**Text provided**
----------
Please note

This document refers to the 2.2 version of Apache httpd, which is no longer maintained. The active release is documented here. If you have not already upgraded, please follow this link for more information.

You may follow this link to go to the current version of this document.

SSL/TLS Strong Encryption: An Introduction

The nice thing about standards is that there are so many to choose from. And if you really don't like all the standards you just have to wait another year until the one arises you are looking for.

-- A. Tanenbaum, "Introduction to Computer Networks"

As an introduction this chapter is aimed at readers who are familiar with the Web, HTTP, and Apache, but are not security experts. It is not intended to be a definitive guide to the SSL protocol, nor does it discuss specific techniques for managing certificates in an organization, or the important legal issues of patents and import and export restrictions. Rather, it is intended to provide a common background to mod_ssl users by pulling together various concepts, definitions, and examples as a starting point for further exploration.

The presented content is mainly derived, with the author's permission, from the article Introducing SSL and Certificates using SSLeay by Frederick J. Hirsch, of The Open Group Research Institute, which was published in Web Security: A Matter of Trust, World Wide Web Journal, Volume 2, Issue 3, Summer 1997. Please send any positive feedback to Frederick Hirsch (the original article author) and all negative feedback to Ralf S. Engelschall (the mod_ssl author).

Cryptographic Techniques

Understanding SSL requires an understanding of cryptographic algorithms, message digest functions (aka. one-way or hash functions), and digital signatures. These techniques are the subject of entire books (see for instance [AC96]) and provide the basis for privacy, integrity, and authentication.

Cryptographic Algorithms

Suppose Alice wants to send a message to her bank to transfer some money. Alice would like the message to be private, since it will include information such as her account number and transfer amount. One solution is to use a cryptographic algorithm, a technique that would transform her message into an encrypted form, unreadable until it is decrypted. Once in this form, the message can only be decrypted by using a secret key. Without the key the message is useless: good cryptographic algorithms make it so difficult for intruders to decode the original text that it isn't worth their effort.

There are two categories of cryptographic algorithms: conventional and public key.

Conventional cryptography: also known as symmetric cryptography, requires the sender and receiver to share a key: a secret piece of information that may be used to encrypt or decrypt a message. As long as this key is kept secret, nobody other than the sender or recipient can read the message. If Alice and the bank know a secret key, then they can send each other private messages. The task of sharing a key between sender and recipient before communicating, while also keeping it secret from others, can be problematic.
Public key cryptography: also known as asymmetric cryptography, solves the key exchange problem by defining an algorithm which uses two keys, each of which may be used to encrypt a message. If one key is used to encrypt a message then the other must be used to decrypt it. This makes it possible to receive secure messages by simply publishing one key (the public key) and keeping the other secret (the private key).
----------
**Listed records**
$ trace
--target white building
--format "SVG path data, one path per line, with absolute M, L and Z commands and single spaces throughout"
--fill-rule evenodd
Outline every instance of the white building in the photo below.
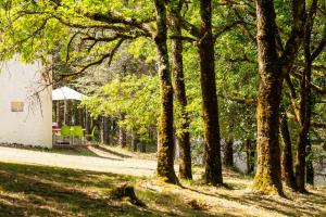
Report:
M 52 89 L 45 86 L 41 65 L 0 64 L 0 143 L 51 148 Z

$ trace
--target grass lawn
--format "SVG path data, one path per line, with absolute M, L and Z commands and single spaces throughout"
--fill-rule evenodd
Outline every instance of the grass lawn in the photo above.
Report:
M 224 178 L 221 188 L 200 180 L 175 187 L 154 178 L 0 163 L 0 216 L 326 216 L 326 187 L 304 195 L 286 191 L 284 199 L 251 194 L 251 178 L 231 170 Z M 124 182 L 146 207 L 113 196 Z

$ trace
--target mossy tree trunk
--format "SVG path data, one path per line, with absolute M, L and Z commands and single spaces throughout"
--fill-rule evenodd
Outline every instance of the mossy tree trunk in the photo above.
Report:
M 313 60 L 318 55 L 316 51 L 312 54 L 311 52 L 311 37 L 312 28 L 314 24 L 314 17 L 317 10 L 317 0 L 313 0 L 308 13 L 305 23 L 303 51 L 304 51 L 304 68 L 302 72 L 301 79 L 301 91 L 300 91 L 300 131 L 298 140 L 297 151 L 297 164 L 296 164 L 296 181 L 299 192 L 306 192 L 305 190 L 305 166 L 306 166 L 306 146 L 309 141 L 309 130 L 311 122 L 311 76 L 312 76 L 312 63 Z M 318 49 L 316 49 L 318 50 Z M 322 49 L 323 50 L 323 49 Z
M 246 140 L 246 155 L 247 155 L 247 174 L 253 173 L 254 168 L 254 148 L 251 139 Z
M 314 167 L 313 167 L 313 152 L 312 152 L 312 145 L 310 138 L 308 138 L 308 143 L 306 143 L 306 165 L 305 165 L 305 170 L 306 170 L 306 183 L 314 184 Z
M 278 142 L 281 74 L 276 53 L 273 0 L 256 1 L 260 87 L 258 97 L 258 167 L 252 189 L 283 194 Z
M 211 0 L 200 1 L 200 18 L 201 28 L 198 49 L 200 58 L 200 82 L 204 122 L 204 179 L 208 183 L 215 186 L 223 183 L 223 177 Z
M 312 73 L 312 54 L 311 54 L 311 34 L 313 27 L 313 17 L 316 13 L 316 0 L 311 5 L 311 11 L 305 24 L 305 33 L 303 40 L 304 50 L 304 68 L 301 79 L 300 91 L 300 131 L 298 138 L 297 164 L 296 164 L 296 181 L 299 192 L 306 192 L 305 190 L 305 158 L 306 144 L 309 142 L 309 130 L 311 120 L 311 73 Z
M 161 113 L 159 124 L 158 176 L 166 182 L 177 183 L 174 171 L 173 141 L 173 87 L 167 52 L 166 8 L 164 0 L 154 0 L 156 11 L 156 35 Z
M 176 36 L 181 36 L 181 8 L 183 0 L 178 0 L 176 5 L 172 7 L 172 31 Z M 183 41 L 178 38 L 172 39 L 172 72 L 174 75 L 174 93 L 181 112 L 181 124 L 177 140 L 180 148 L 179 158 L 179 176 L 184 179 L 192 179 L 191 173 L 191 152 L 190 152 L 190 135 L 189 135 L 189 115 L 186 110 L 187 97 L 184 77 L 183 62 Z
M 89 112 L 85 112 L 85 133 L 90 135 L 91 133 L 91 117 L 89 115 Z
M 284 143 L 281 154 L 281 178 L 289 188 L 297 190 L 293 171 L 292 145 L 286 113 L 281 114 L 279 130 Z
M 110 144 L 109 118 L 104 116 L 102 117 L 101 141 L 103 144 Z
M 225 140 L 223 164 L 226 167 L 234 166 L 234 140 L 231 138 Z
M 125 119 L 125 114 L 121 113 L 118 117 L 120 122 Z M 118 145 L 125 148 L 127 145 L 127 132 L 123 125 L 118 125 Z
----------
**Tasks**
• a. Reproduce verbatim the part of the SSL/TLS introduction that opens with the words containing "You may follow" and closes with "for further exploration.".
• b. What other name does the SSL/TLS introduction give for public key cryptography?
The lines play no part in what comes next.

**Solutions per task**
• a.
You may follow this link to go to the current version of this document.

SSL/TLS Strong Encryption: An Introduction

The nice thing about standards is that there are so many to choose from. And if you really don't like all the standards you just have to wait another year until the one arises you are looking for.

-- A. Tanenbaum, "Introduction to Computer Networks"

As an introduction this chapter is aimed at readers who are familiar with the Web, HTTP, and Apache, but are not security experts. It is not intended to be a definitive guide to the SSL protocol, nor does it discuss specific techniques for managing certificates in an organization, or the important legal issues of patents and import and export restrictions. Rather, it is intended to provide a common background to mod_ssl users by pulling together various concepts, definitions, and examples as a starting point for further exploration.

• b. Asymmetric cryptography.